[SOURCE TEXT — start]

Simile said her Luxembourg classes highly encourage students to travel and record their experiences.
“I’m in an art history class, and for our final project we have to pick a painting or a piece of architecture that we have seen in person during our travels and discuss it,” Simile wrote. “I’m also in a music history class, where we get credit for going to concerts at the Philharmonie in Luxembourg City. I wouldn’t say the classes are easier or harder, they just have different expectations and assignments.”
Though the classes aren’t harder, Simile said the travel aspect can add a unique sense of anxiety missing from life in Oxford.
“Sometimes it can be stressful to balance classes and traveling, especially because there are classes on Fridays,” Simile wrote. “Sometimes the weekend feels a little bit like being put in a pressure cooker to get to your flight or train or bus on time and making sure you’re back for classes, but that’s why we came on the trip, right?”

[SOURCE TEXT — finish]
[RAW DATA — start]

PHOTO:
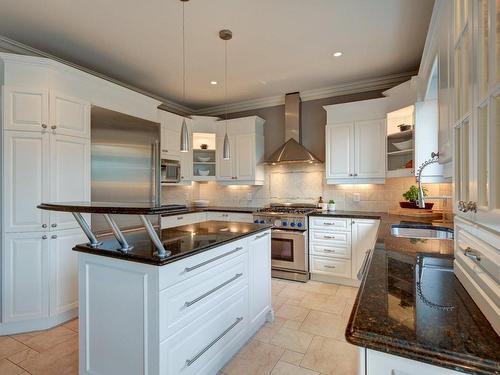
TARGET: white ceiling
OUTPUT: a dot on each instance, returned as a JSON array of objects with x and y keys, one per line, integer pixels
[{"x": 278, "y": 46}]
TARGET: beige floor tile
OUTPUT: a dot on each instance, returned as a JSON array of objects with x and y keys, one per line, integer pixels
[
  {"x": 45, "y": 340},
  {"x": 9, "y": 346},
  {"x": 291, "y": 339},
  {"x": 60, "y": 359},
  {"x": 284, "y": 368},
  {"x": 72, "y": 325},
  {"x": 292, "y": 312},
  {"x": 331, "y": 357},
  {"x": 22, "y": 355},
  {"x": 324, "y": 324},
  {"x": 324, "y": 302},
  {"x": 9, "y": 368},
  {"x": 292, "y": 357},
  {"x": 267, "y": 332},
  {"x": 256, "y": 358}
]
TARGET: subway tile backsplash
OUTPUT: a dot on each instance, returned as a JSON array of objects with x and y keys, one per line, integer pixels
[{"x": 304, "y": 183}]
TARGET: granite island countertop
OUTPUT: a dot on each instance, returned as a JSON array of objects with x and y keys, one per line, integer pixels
[
  {"x": 182, "y": 241},
  {"x": 411, "y": 304}
]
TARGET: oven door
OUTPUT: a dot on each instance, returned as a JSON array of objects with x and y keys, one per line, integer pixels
[{"x": 288, "y": 249}]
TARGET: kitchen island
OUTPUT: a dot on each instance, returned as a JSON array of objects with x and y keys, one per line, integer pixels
[{"x": 185, "y": 312}]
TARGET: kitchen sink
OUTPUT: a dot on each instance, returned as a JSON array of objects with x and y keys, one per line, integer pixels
[{"x": 421, "y": 231}]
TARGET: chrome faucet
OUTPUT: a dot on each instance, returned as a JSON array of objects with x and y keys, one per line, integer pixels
[{"x": 433, "y": 159}]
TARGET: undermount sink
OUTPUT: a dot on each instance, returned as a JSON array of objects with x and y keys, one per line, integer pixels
[{"x": 413, "y": 231}]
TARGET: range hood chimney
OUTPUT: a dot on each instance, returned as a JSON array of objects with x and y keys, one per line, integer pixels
[{"x": 292, "y": 150}]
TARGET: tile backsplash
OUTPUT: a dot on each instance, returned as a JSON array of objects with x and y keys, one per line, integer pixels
[{"x": 305, "y": 183}]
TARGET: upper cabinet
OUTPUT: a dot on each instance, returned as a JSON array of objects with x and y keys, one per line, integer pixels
[
  {"x": 246, "y": 143},
  {"x": 356, "y": 142}
]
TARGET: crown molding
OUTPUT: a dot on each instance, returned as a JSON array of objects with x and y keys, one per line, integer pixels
[
  {"x": 380, "y": 83},
  {"x": 11, "y": 46}
]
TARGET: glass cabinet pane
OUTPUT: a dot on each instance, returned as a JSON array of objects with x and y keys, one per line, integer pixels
[{"x": 482, "y": 156}]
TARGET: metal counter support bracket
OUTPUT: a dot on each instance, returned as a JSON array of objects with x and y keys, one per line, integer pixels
[
  {"x": 86, "y": 229},
  {"x": 161, "y": 253},
  {"x": 124, "y": 246}
]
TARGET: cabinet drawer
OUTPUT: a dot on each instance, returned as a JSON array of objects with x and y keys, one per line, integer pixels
[
  {"x": 342, "y": 224},
  {"x": 183, "y": 269},
  {"x": 331, "y": 237},
  {"x": 202, "y": 344},
  {"x": 187, "y": 300},
  {"x": 330, "y": 251},
  {"x": 182, "y": 219},
  {"x": 331, "y": 266}
]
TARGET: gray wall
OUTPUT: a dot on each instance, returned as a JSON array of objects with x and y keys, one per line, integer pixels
[{"x": 313, "y": 121}]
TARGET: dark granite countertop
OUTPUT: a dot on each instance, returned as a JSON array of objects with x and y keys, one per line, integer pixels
[
  {"x": 182, "y": 241},
  {"x": 411, "y": 304}
]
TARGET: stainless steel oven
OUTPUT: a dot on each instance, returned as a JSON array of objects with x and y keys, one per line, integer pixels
[{"x": 170, "y": 171}]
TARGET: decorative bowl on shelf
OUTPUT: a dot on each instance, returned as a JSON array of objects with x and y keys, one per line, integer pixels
[{"x": 406, "y": 145}]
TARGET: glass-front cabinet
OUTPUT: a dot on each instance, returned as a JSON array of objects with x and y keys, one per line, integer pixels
[{"x": 476, "y": 54}]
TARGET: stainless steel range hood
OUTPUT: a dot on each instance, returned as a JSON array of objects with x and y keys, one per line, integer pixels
[{"x": 292, "y": 151}]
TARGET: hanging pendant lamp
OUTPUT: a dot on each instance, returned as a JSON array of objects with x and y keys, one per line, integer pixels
[
  {"x": 225, "y": 35},
  {"x": 184, "y": 147}
]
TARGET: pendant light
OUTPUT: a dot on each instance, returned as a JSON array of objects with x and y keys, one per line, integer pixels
[
  {"x": 225, "y": 35},
  {"x": 184, "y": 131}
]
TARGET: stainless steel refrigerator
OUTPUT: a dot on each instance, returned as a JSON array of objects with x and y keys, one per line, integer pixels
[{"x": 125, "y": 164}]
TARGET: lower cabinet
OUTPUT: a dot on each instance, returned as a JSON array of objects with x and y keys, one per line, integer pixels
[{"x": 39, "y": 279}]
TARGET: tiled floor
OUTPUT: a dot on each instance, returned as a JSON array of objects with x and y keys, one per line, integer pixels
[{"x": 306, "y": 338}]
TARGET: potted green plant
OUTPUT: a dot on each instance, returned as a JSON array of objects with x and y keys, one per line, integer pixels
[
  {"x": 331, "y": 205},
  {"x": 411, "y": 197}
]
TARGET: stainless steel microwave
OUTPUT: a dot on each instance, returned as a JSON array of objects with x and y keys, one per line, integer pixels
[{"x": 170, "y": 171}]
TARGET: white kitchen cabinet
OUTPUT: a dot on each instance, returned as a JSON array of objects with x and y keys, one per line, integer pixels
[
  {"x": 69, "y": 116},
  {"x": 25, "y": 109},
  {"x": 25, "y": 276},
  {"x": 26, "y": 165},
  {"x": 246, "y": 140}
]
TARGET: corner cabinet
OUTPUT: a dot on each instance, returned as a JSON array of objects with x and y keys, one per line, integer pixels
[
  {"x": 246, "y": 141},
  {"x": 356, "y": 142}
]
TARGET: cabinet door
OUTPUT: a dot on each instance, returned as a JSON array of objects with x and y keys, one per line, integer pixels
[
  {"x": 26, "y": 109},
  {"x": 64, "y": 270},
  {"x": 225, "y": 169},
  {"x": 69, "y": 116},
  {"x": 25, "y": 278},
  {"x": 340, "y": 150},
  {"x": 369, "y": 140},
  {"x": 364, "y": 236},
  {"x": 244, "y": 147},
  {"x": 26, "y": 181},
  {"x": 70, "y": 176},
  {"x": 260, "y": 275}
]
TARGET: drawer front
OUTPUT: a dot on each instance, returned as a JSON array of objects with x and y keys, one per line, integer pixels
[
  {"x": 330, "y": 251},
  {"x": 342, "y": 224},
  {"x": 331, "y": 266},
  {"x": 182, "y": 219},
  {"x": 331, "y": 237},
  {"x": 203, "y": 343},
  {"x": 185, "y": 301},
  {"x": 176, "y": 272}
]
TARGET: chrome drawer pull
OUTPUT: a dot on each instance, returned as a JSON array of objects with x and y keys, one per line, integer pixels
[
  {"x": 472, "y": 254},
  {"x": 235, "y": 277},
  {"x": 189, "y": 269},
  {"x": 189, "y": 362}
]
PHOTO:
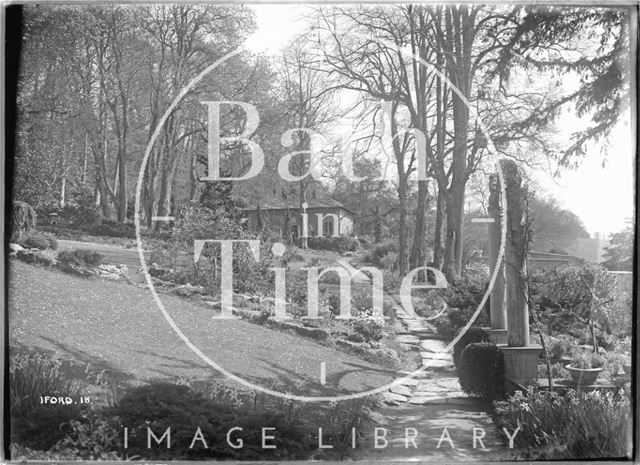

[RAW DATA — finish]

**WORK ITEM**
Repeat word for word the part of the text above about Simile's classes in Luxembourg, starting at the words "Simile said her" and ending after "life in Oxford.".

**FINISHED TASK**
Simile said her Luxembourg classes highly encourage students to travel and record their experiences.
“I’m in an art history class, and for our final project we have to pick a painting or a piece of architecture that we have seen in person during our travels and discuss it,” Simile wrote. “I’m also in a music history class, where we get credit for going to concerts at the Philharmonie in Luxembourg City. I wouldn’t say the classes are easier or harder, they just have different expectations and assignments.”
Though the classes aren’t harder, Simile said the travel aspect can add a unique sense of anxiety missing from life in Oxford.